- [Do this]
Convert the data below into a two-column CSV headed text and points, with one row for each line that asks for points. Put that line in text and every coordinate pair listed beneath it in points, enclosing each field in double quotes and replacing line breaks with spaces.

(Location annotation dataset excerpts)
****************************************

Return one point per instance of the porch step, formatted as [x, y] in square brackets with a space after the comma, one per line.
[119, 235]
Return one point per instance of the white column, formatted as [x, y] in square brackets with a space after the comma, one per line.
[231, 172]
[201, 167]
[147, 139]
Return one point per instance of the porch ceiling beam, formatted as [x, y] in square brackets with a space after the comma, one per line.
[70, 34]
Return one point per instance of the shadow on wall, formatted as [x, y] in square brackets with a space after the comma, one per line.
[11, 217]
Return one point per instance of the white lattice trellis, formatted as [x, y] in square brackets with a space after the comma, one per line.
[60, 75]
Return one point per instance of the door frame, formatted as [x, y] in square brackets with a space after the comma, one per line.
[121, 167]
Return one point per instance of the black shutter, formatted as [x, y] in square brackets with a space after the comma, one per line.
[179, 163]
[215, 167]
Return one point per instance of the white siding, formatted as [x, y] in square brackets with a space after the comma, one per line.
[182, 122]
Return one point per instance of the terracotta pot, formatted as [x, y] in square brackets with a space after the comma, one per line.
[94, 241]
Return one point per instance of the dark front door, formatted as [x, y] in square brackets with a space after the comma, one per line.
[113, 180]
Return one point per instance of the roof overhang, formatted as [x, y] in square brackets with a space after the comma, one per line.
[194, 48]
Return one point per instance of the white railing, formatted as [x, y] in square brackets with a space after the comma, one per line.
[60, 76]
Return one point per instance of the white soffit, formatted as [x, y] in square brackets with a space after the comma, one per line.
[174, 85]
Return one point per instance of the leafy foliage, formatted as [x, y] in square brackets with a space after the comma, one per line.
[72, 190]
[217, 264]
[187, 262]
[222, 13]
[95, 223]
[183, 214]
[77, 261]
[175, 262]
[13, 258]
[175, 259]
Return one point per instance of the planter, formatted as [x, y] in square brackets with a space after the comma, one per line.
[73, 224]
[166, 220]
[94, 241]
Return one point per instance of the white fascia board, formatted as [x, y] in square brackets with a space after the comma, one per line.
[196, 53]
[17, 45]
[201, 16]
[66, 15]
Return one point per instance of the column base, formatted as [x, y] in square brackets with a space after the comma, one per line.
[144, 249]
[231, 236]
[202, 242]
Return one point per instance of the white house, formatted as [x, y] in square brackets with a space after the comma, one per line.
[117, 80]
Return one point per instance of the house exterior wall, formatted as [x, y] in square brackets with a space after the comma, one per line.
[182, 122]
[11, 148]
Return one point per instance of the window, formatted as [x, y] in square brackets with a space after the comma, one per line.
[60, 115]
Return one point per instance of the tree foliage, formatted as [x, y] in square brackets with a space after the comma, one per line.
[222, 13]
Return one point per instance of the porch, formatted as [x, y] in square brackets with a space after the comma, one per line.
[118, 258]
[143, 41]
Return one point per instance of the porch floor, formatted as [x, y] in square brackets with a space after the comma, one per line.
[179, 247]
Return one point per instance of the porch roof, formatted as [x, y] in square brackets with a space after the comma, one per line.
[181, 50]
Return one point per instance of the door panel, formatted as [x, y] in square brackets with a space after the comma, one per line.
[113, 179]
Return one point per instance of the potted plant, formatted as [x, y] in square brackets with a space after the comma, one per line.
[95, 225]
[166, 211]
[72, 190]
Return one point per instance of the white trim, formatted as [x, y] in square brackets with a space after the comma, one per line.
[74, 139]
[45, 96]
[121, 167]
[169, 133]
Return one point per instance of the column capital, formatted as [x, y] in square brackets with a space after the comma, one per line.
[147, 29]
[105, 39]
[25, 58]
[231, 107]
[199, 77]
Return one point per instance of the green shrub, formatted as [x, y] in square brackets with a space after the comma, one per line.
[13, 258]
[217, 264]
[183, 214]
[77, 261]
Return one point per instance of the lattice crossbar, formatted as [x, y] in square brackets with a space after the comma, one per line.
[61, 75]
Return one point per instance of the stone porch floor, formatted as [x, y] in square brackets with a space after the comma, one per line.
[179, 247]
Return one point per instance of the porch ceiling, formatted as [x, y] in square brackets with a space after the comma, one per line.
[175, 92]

****************************************

- [Correct result]
text,points
"Return one point per instance of the porch step, formatted as [x, y] in square brackets with a space after the comma, one per line.","[119, 235]"
"Return one point per instance of the white column, formatted as [x, y] in square brackets with a space after the comma, one per line.","[231, 172] [201, 167] [147, 139]"
"Return one point per instance of the porch ceiling beam, formatted as [x, y] in square brackets with a space after the comma, one per line.","[70, 34]"
"Return one point per instance of the shadow on wall, formatted as [x, y] in square brackets with a space after the comma, one per line.","[11, 217]"
"Return one point per instance of the white lattice trellis, formatted as [x, y] in square brackets with a space after the comma, one per line.","[60, 75]"
"Return one point per instance of the door frame, formatted as [x, y] in square brackets with a space after the comma, one per line.","[121, 167]"
"Return one point per instance of the black shutter, formatted as [x, y] in square brackets with a space after the comma, one per line.","[179, 163] [215, 167]"
"Return one point per instance of the white siding, formatted as [x, y] in square brackets with a space after the comma, one per line.","[182, 122]"
"Return one point per instance of the terracotta pot, formatted as [x, y] in square brackets with a space after the comma, one per line.","[94, 241]"
"Return one point per instance of the dark front door, formatted as [x, y] in square brackets with a space after the comma, one per line.","[113, 180]"
"Return one point per instance of the roof overhang, formatted as [x, y] in square brackets with a space after the comma, one per line.","[194, 48]"
"Return one point per instance of the white railing, formatted as [x, y] in square brackets with a space after the comma, one per line.","[60, 76]"
"Return one point per instance of the white soffit, formatted as [x, y] in square brackets with a space after the comma, one per line.","[174, 85]"
"Return one point per instance of the leafy foliage, formatted as [x, y] in square brackets with a space after the comma, one per line.","[72, 190] [217, 264] [187, 262] [222, 13] [95, 223] [183, 214] [77, 261] [175, 262] [13, 258] [175, 259]"
"Return one point per instance of the planter, formatted as [x, y] in square brackets with a space after the comma, one per line.","[73, 224] [166, 220] [94, 241]"
"Return one point per instance of the white fascia board, formatted as [x, y] in square brackets with a space after the comma, one per line.","[196, 53] [17, 45] [201, 16] [66, 15]"
"Return one point per instance of the column base, formatted as [x, y] in square brackets with a space after the comma, one per line.","[144, 249] [231, 236] [202, 242]"
"Return one point per instance of the white house, formatted as [x, y] in square brackets with a space after the comma, one per line.","[117, 80]"
"Return one point per instance of the house exterior wall, formatted as [x, y] in square brackets with a space after the comma, one per line.","[182, 122] [11, 148]"
"Return one point per instance of the window, formatted as [x, y] in square brackets with a space after the comma, one per line.","[60, 115]"
"Return one point per instance of the tree foliage, formatted as [x, y] in square brackets with a space after the comma, one per line.","[222, 13]"
"Return one point per instance of the porch, formatted as [x, y] in square brackets with a space after the comma, one per line.","[118, 258] [143, 41]"
"Return one point per instance of the porch floor, formatted as [x, y] in square brackets with a space after the comma, one per line.","[179, 247]"
"Return one point per instance of the porch roof, formatted as [x, y] in square brackets with a space after the comma, one per line.","[181, 50]"
"Return one point per instance of the door panel, formatted as [x, y] in square brackets with a space after the comma, one per line.","[113, 179]"
"Return one point per instance of the potted plant, formatted as [x, y] in square brackets with a space after the comma, one per line.","[95, 225] [166, 211] [72, 190]"
"Return one point per instance of the white trim, formatted as [x, y] in square brackets with a space after the comma, one per line.","[74, 139] [45, 96] [121, 167] [169, 133]"
"Return one point per instance of the column capital, formatted as [x, y] in square brackets with a space after the comma, one per line.","[147, 29] [105, 39] [25, 58] [231, 107] [199, 77]"
"Return one point per instance of the green shrub, formatted as [x, y] in square brackets with a space after the comma, one per line.","[13, 258] [217, 264] [183, 214] [77, 261]"
"Return one point per instance of the lattice crossbar, formatted as [x, y] in square brackets with a space after the comma, one per line.","[61, 75]"
"Return one point per instance of the stone porch floor, formatted as [x, y] in square brackets with a space after the comma, one per line.","[179, 247]"
"Return one point per instance of the porch ceiling, formatted as [x, y] in square brackets with a space after the comma, one per line.","[175, 92]"